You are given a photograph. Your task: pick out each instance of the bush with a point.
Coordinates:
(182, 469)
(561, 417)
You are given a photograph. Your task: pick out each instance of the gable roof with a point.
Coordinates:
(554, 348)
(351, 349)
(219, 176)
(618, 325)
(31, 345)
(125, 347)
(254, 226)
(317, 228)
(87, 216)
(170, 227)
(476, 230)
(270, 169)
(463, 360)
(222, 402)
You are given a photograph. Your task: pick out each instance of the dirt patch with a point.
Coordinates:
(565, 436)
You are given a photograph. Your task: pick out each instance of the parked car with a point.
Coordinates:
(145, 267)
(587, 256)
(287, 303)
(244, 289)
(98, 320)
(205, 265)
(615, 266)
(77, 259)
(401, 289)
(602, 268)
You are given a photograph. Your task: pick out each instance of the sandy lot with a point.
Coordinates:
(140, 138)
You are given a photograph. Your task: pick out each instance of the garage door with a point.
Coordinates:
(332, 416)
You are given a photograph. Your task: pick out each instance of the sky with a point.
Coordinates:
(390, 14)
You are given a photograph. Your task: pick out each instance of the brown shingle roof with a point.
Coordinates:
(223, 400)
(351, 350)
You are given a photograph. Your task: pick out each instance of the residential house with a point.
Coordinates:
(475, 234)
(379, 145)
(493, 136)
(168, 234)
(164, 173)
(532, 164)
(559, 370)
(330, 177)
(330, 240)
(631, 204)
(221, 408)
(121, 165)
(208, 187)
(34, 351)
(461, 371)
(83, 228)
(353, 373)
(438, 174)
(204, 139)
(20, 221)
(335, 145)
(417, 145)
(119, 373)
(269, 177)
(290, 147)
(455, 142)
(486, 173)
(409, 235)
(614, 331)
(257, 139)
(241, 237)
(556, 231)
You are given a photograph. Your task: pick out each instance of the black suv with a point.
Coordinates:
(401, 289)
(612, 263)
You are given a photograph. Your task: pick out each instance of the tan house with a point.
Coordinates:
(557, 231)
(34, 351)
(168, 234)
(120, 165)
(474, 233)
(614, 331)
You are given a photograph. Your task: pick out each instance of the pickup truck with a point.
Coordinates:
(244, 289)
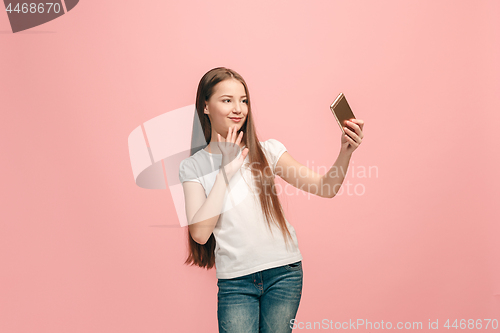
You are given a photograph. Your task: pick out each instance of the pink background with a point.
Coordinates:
(84, 249)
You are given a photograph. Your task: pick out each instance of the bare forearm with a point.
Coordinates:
(205, 219)
(333, 179)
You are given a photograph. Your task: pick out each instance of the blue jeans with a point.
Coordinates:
(264, 301)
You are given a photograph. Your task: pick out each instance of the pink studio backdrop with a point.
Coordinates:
(83, 248)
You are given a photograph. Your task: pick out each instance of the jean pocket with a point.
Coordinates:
(296, 266)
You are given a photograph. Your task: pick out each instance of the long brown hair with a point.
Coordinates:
(203, 255)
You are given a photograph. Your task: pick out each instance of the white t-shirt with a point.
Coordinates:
(244, 244)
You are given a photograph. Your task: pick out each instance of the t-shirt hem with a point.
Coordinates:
(269, 265)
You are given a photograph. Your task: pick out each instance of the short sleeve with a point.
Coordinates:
(275, 150)
(187, 172)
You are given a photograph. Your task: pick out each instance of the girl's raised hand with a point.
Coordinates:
(230, 147)
(353, 135)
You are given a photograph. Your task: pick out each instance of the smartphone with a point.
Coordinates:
(342, 111)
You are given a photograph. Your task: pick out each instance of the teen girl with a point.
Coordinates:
(235, 218)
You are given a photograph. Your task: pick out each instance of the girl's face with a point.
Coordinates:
(228, 101)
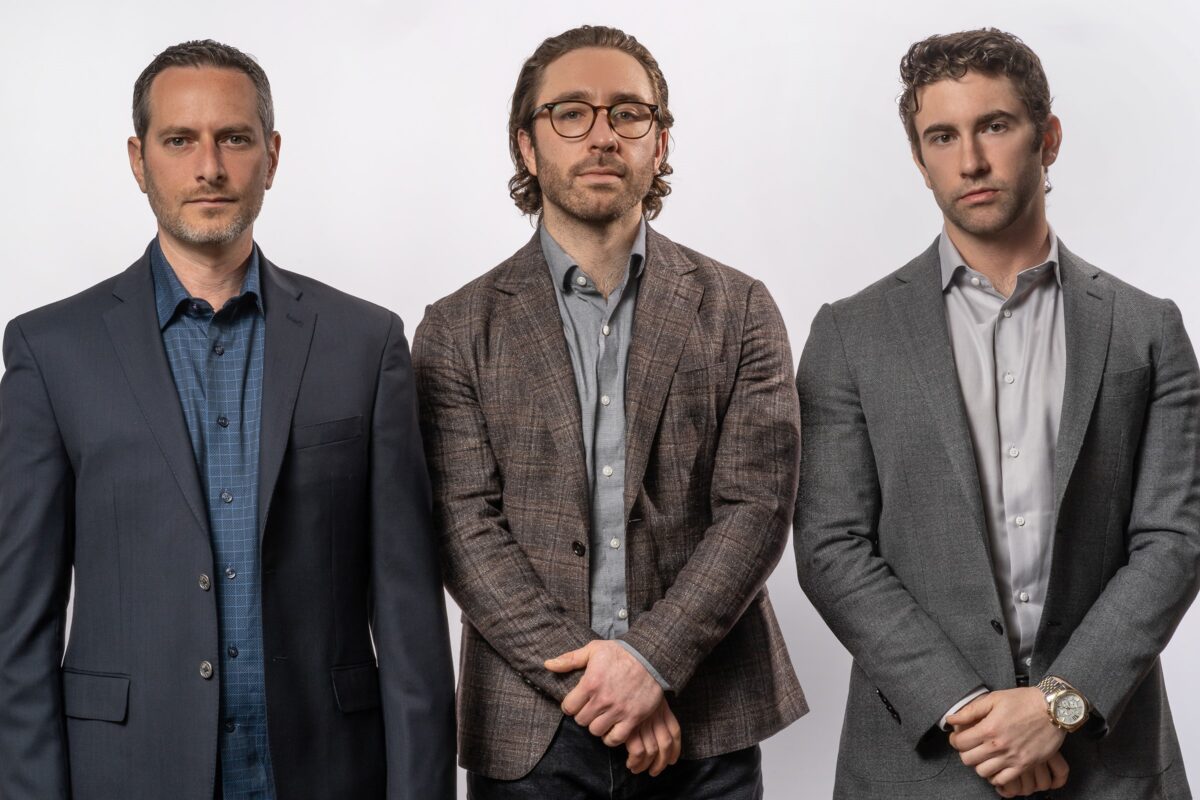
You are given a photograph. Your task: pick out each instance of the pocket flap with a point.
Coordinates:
(95, 696)
(357, 689)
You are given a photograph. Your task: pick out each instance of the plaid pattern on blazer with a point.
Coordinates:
(712, 464)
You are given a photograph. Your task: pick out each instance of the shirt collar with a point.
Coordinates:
(563, 266)
(169, 292)
(951, 259)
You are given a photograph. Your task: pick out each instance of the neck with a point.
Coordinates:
(601, 250)
(1001, 256)
(211, 272)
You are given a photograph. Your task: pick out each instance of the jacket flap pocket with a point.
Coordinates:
(324, 433)
(95, 696)
(357, 689)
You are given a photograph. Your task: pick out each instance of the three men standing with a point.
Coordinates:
(227, 458)
(999, 511)
(612, 435)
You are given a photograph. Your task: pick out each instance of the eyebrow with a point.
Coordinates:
(983, 119)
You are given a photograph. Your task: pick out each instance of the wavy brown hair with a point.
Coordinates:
(988, 50)
(523, 186)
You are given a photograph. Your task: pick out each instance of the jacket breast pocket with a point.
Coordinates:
(95, 696)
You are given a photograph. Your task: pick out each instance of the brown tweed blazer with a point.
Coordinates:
(712, 464)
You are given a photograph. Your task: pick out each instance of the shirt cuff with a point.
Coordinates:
(957, 707)
(649, 668)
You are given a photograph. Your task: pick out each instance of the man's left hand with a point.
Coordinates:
(1005, 733)
(615, 695)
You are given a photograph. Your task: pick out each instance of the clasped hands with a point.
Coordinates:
(618, 701)
(1008, 739)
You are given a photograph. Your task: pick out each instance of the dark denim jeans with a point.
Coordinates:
(579, 767)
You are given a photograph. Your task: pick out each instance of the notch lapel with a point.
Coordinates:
(133, 328)
(667, 301)
(535, 326)
(289, 329)
(1087, 314)
(919, 308)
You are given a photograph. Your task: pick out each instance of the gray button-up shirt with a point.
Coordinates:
(598, 332)
(1012, 364)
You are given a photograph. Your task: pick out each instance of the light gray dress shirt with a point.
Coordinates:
(598, 332)
(1011, 354)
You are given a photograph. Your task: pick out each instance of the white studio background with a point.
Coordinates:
(790, 161)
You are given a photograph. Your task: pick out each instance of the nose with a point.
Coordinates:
(210, 163)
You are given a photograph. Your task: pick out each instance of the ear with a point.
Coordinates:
(1051, 140)
(273, 152)
(921, 164)
(137, 163)
(528, 154)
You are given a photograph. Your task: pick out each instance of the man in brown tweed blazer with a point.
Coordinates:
(612, 434)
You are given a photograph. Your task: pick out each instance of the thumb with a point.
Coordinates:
(569, 661)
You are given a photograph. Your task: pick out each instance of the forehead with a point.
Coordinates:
(964, 98)
(197, 96)
(595, 73)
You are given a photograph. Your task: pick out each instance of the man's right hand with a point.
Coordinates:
(655, 744)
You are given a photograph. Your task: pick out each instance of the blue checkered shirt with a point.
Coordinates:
(216, 360)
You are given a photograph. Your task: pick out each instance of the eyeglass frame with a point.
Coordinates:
(595, 115)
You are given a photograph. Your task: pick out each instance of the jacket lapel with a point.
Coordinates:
(1087, 314)
(289, 329)
(133, 328)
(919, 308)
(534, 325)
(667, 301)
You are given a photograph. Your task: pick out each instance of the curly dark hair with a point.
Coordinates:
(202, 53)
(523, 186)
(988, 50)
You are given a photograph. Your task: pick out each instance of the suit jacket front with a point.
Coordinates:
(97, 475)
(712, 446)
(892, 546)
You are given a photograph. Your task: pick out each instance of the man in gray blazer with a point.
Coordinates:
(226, 457)
(999, 511)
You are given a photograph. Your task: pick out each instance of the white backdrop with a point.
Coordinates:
(791, 166)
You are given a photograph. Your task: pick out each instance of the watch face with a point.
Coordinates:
(1069, 708)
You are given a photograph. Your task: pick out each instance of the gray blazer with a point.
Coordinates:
(97, 475)
(892, 549)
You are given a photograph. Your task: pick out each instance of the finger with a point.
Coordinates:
(569, 661)
(1059, 771)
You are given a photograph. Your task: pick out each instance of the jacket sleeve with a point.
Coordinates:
(408, 606)
(903, 651)
(751, 495)
(1119, 641)
(36, 497)
(486, 570)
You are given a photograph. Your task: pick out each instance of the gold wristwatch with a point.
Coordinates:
(1067, 707)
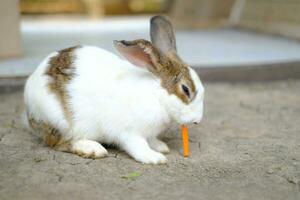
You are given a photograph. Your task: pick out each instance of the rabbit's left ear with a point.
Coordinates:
(140, 53)
(162, 35)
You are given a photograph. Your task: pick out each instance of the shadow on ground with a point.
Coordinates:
(248, 147)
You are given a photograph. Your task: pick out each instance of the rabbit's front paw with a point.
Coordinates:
(89, 149)
(158, 145)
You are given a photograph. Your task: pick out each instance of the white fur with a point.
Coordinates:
(112, 101)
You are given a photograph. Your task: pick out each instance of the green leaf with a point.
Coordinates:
(131, 175)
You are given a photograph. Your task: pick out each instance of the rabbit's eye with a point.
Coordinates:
(186, 90)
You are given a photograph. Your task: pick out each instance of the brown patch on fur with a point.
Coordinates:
(61, 72)
(168, 67)
(51, 135)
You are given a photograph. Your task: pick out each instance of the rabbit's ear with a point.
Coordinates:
(140, 53)
(162, 34)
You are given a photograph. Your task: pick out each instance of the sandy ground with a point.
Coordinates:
(247, 147)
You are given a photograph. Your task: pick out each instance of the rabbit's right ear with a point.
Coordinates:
(140, 53)
(162, 34)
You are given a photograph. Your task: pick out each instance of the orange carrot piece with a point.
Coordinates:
(185, 140)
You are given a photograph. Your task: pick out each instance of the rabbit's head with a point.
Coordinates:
(185, 93)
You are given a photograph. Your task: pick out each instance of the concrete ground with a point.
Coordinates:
(247, 147)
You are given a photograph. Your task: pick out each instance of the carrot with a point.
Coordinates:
(185, 140)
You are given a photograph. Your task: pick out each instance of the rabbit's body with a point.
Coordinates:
(84, 95)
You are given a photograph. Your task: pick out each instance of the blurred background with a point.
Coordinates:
(222, 39)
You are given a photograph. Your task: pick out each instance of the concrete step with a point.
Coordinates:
(217, 54)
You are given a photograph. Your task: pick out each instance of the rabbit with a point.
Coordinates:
(82, 97)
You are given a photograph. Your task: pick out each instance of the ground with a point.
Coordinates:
(247, 147)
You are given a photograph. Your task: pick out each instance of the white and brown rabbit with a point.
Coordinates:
(83, 96)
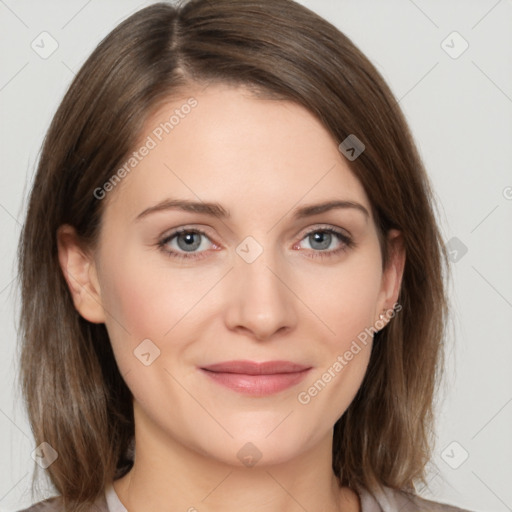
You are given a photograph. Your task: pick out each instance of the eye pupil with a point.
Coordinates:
┄┄┄┄┄┄┄┄┄┄┄┄┄┄┄┄┄┄┄┄
*YOUR GOAL*
If a line in the listing has "dark" in it, report that line.

*OUTPUT OF THE TASK*
You are given a photograph. Your task: pick out each instance of the dark denim jeans with a point.
You are given a photograph. Your task: pick out each instance of the curly dark hair with a point.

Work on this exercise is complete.